**BEREITGESTELLTER TEXT:**
+ + + +

Hitlers grenzenloser Größenwahn

5.4.2011, 20:52 Uhr
Hitlers grenzenloser Größenwahn

© Edgar Pfrogner

300 Meter hoch sollte die Kuppel der „Großen Halle des Volkes“ mitten in Berlin werden. Das entspricht in etwa der Höhe des Ostberliner Fernsehturms (368 Meter). Dessen Kugel hätte in der Kuppel Platz gefunden. Für 180000 Menschen war Hitlers Protzbau ausgelegt. Durch deren Ausdünstungen hätten sich in der Kuppel sogar Wolken bilden können.

Die „Große Halle des Volkes“ hätte im neuen Zentrum Berlins entstehen sollen, eingebettet in eine elf Kilometer lange Nord-Süd-Achse, die von weiteren zahlreichen gigantischen Gebäuden gesäumt werden sollte. Darunter wäre ein Bogen nach Vorbild des Arc de Triomphe in Paris gewesen – allerdings 49-mal so groß. 1935 begannen die Planungen für Berlin, das Material lag teilweise bereit – wurde jedoch später für Bunker verbaut.

Ganze Stadtviertel hätten für die Realisierung dem Erdboden gleichgemacht werden müssen, 200000 Menschen, vor allem Juden, wären zwangsumgesiedelt worden. Nur wenige Gebäude wurden tatsächlich realisiert.

In Architekt Albert Speer hatte Hitler Anfang der 1930er Jahre einen Verbündeten gefunden. In Speers Biografie von 1969 findet sich erstmals der Begriff Germania, der heute in Verbindung mit den Plänen genannt wird, von den Nazis aber nie verwendet wurde. Speer empfahl sich in der NS–Zeit an den Diktator mit einem anderen Bauprojekt – dem Nürnberger Reichsparteitagsgelände, dessen steinernes Erbe teilweise noch heute zu sehen ist.

+ + + +

**VORLIEGENDE EINTRÄGE:**
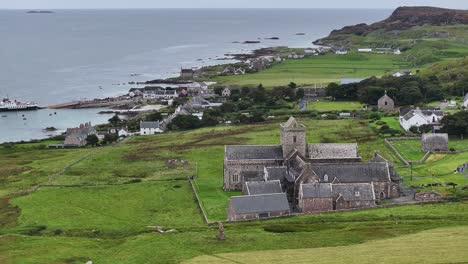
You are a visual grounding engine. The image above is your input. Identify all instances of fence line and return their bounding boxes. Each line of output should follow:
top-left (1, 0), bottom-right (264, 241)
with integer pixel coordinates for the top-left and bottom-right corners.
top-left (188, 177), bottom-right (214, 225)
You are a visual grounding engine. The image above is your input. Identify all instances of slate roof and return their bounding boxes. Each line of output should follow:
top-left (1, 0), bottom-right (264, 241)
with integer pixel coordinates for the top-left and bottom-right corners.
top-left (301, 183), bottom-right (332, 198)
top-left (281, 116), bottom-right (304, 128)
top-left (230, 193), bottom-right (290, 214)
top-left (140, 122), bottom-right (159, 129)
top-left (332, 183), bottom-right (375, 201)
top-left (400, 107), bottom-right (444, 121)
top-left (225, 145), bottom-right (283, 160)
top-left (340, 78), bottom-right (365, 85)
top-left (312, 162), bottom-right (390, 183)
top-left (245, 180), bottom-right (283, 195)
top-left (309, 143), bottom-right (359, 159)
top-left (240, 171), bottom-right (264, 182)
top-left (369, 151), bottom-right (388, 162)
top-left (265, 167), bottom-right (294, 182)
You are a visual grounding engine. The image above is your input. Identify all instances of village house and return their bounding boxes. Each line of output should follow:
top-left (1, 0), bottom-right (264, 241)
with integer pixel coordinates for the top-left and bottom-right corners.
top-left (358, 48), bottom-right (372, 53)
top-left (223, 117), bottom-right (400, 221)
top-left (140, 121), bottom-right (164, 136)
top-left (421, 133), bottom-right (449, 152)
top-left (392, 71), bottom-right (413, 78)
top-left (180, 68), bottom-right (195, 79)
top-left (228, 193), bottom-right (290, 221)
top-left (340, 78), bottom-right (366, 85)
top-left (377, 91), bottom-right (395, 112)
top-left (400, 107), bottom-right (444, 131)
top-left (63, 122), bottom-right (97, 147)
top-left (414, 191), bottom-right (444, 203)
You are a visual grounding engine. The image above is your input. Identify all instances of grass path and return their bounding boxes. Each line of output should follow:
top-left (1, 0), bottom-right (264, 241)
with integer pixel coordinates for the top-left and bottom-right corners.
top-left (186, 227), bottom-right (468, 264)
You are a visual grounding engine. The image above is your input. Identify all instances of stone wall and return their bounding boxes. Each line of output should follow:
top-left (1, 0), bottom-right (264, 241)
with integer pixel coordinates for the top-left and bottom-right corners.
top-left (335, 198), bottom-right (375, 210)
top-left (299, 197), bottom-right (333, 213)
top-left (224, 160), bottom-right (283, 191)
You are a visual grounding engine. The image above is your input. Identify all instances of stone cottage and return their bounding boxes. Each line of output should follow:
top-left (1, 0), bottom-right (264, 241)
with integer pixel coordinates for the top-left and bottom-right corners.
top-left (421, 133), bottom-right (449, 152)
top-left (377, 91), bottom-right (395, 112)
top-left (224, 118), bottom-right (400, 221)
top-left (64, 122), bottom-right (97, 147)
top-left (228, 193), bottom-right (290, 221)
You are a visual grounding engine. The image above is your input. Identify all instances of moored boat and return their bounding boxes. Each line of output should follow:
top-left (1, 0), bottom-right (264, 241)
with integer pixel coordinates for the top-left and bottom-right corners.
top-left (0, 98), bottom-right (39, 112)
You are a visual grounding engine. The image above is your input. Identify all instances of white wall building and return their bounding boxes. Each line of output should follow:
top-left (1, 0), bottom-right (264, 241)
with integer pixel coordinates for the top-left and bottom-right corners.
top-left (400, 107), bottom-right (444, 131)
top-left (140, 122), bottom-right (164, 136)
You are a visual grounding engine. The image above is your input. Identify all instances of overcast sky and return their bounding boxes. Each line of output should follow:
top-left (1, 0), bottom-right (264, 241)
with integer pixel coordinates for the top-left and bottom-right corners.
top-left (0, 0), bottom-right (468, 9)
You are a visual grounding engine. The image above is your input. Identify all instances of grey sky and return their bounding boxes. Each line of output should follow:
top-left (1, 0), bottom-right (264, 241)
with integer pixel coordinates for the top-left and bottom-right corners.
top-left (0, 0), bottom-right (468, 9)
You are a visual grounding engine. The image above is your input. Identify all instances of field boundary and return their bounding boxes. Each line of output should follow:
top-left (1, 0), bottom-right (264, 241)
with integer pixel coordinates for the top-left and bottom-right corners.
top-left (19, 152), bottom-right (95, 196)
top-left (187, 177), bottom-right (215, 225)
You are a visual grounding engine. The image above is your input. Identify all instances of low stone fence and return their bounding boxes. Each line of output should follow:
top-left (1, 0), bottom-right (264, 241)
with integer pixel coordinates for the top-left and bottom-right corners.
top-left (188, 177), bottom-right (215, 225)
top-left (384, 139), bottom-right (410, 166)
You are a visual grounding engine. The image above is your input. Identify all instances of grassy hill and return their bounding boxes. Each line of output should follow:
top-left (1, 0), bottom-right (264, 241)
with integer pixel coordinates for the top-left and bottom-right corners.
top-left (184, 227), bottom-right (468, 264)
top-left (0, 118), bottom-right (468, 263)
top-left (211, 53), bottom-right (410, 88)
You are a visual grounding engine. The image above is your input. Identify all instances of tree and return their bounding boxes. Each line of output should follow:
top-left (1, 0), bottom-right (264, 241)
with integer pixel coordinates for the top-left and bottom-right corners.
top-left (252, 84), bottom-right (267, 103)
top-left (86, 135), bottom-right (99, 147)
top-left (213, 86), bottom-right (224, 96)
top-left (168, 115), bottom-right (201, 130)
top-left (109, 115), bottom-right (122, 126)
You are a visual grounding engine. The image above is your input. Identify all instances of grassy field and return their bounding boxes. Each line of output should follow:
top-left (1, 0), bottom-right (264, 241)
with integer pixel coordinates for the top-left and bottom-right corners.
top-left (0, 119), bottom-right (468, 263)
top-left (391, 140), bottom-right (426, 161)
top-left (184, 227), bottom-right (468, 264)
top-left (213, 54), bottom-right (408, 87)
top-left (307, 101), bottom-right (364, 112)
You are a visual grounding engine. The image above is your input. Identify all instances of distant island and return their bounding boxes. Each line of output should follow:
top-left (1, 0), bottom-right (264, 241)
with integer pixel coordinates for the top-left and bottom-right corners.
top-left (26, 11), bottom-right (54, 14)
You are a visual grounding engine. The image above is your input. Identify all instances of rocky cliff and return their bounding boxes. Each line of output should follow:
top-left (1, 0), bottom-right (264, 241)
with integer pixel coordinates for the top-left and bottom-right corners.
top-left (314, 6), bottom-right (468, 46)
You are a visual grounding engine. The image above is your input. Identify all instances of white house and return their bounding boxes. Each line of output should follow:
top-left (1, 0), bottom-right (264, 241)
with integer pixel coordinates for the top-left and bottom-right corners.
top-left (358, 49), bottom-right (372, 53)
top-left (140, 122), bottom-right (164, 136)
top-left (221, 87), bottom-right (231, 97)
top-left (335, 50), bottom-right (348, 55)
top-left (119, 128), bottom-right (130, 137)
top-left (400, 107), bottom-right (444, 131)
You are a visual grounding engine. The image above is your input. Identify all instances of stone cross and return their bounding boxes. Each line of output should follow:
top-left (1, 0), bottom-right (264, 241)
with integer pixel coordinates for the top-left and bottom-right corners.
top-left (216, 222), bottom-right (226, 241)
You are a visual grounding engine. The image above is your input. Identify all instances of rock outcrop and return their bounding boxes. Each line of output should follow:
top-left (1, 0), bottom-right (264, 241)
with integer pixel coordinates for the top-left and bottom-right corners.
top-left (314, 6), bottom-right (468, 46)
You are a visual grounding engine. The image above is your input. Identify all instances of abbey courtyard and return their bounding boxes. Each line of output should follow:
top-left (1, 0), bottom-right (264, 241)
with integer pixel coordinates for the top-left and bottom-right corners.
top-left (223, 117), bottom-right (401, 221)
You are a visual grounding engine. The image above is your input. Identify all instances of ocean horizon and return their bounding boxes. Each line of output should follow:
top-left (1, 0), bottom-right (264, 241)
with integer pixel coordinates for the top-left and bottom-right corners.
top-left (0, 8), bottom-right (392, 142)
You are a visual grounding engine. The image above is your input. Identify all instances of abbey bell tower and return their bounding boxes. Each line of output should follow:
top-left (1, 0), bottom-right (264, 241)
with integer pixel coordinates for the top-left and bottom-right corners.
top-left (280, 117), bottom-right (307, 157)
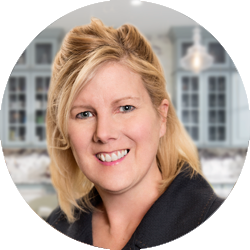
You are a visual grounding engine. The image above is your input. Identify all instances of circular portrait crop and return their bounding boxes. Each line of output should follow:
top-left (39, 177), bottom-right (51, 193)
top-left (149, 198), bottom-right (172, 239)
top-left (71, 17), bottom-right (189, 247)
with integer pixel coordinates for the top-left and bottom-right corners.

+ + + +

**AUFGABEN:**
1) Prüfe, ob die folgenden Aussagen mit dem Text über Hitlers Baupläne für Berlin übereinstimmen: (a) Die Kuppel der „Großen Halle des Volkes“ sollte 300 Meter hoch werden. (b) Die Nationalsozialisten bezeichneten ihre Pläne selbst als Germania. (c) Die Planungen für Berlin begannen 1935. Antworte jeweils mit Ja oder Nein und zitiere die entscheidenden Worte des Textes wörtlich.
2) Führe den Text über Hitlers Baupläne für Berlin im Anschluss an seinen letzten Satz weiter.
Die Einträge sind eigenständiges Material und gehören nicht zum Text über Hitlers Baupläne für Berlin.

**LÖSUNGEN:**
1)
(a) Ja: „300 Meter hoch sollte die Kuppel der „Großen Halle des Volkes“ mitten in Berlin werden.“
(b) Nein: „von den Nazis aber nie verwendet wurde“
(c) Ja: „1935 begannen die Planungen für Berlin“

2)
Das markanteste dieser Bauwerke ist die Kongresshalle, in der heute das Dokumentationszentrum untergebracht ist. Der Bau der Halle wurde 1935 begonnen, 1939 brachte der Krieg die Arbeiten zum Erliegen. Sie blieb unvollendet. Gerade dieser Umstand bildet einen scharfen Kontrast zu den beiden Modellen, die das Herzstück der Sonderausstellung bilden. Ein zehnmal zwei Meter großes Modell illustriert plastisch Hitlers Vision von Berlin. Ein weiteres Modell zeigt das „Deutsche Stadion“, das in Nürnberg errichtet werden sollte, für das jedoch nur die Baugrube ausgehoben wurde. Beide Modelle waren 2005 für den Film „Speer und Er“ nachgebildet worden. Weil sie dort nach dem Dreh nur verstaubten, fragte Kurator Dietmar Arnold vom Verein Berliner Unterwelten bei Constantin Film an, ob er die Modelle bekommen könnte. Das Berliner Modell wurde 2008 in der Hauptstadt gezeigt, jetzt ist es als Leihgabe in Nürnberg. Wie weit Hitlers Pläne gediehen waren, machen Tafeln, Fotos und Filme anschaulich. So sollte das Reichsparteitagsgelände – wäre es 1943 tatsächlich vollendet worden – die siebenfache Fläche der Altstadt einnehmen. Vorher-Nachher-Fotos rücken die sogenannte Entschandelung in den Blick: In der Stadt wurden beispielsweise Schaufenster und Jugendstil-Fassaden entfernt, weil sie als jüdisch galten. In Häuserfronten wurde nachträglich Fachwerk eingezogen, 1938 wurde eine der beiden Synagogen abgebrochen. Häufig waren an der ideologisch gesteuerten Stadtgestaltung Architekten beteiligt, die auch nach der NS-Zeit noch Karriere machten. Das Leid der KZ-Gefangenen, die in Steinbrüchen für die Führer-Vision schufteten, wird ebenfalls beleuchtet. Hitlers Größenwahn war grenzenlos. Zunächst wollte er die fünf „Führerstädte“ München, Nürnberg, Linz, Berlin und Hamburg mit neoklassizistischen Monumentalbauten umgestalten.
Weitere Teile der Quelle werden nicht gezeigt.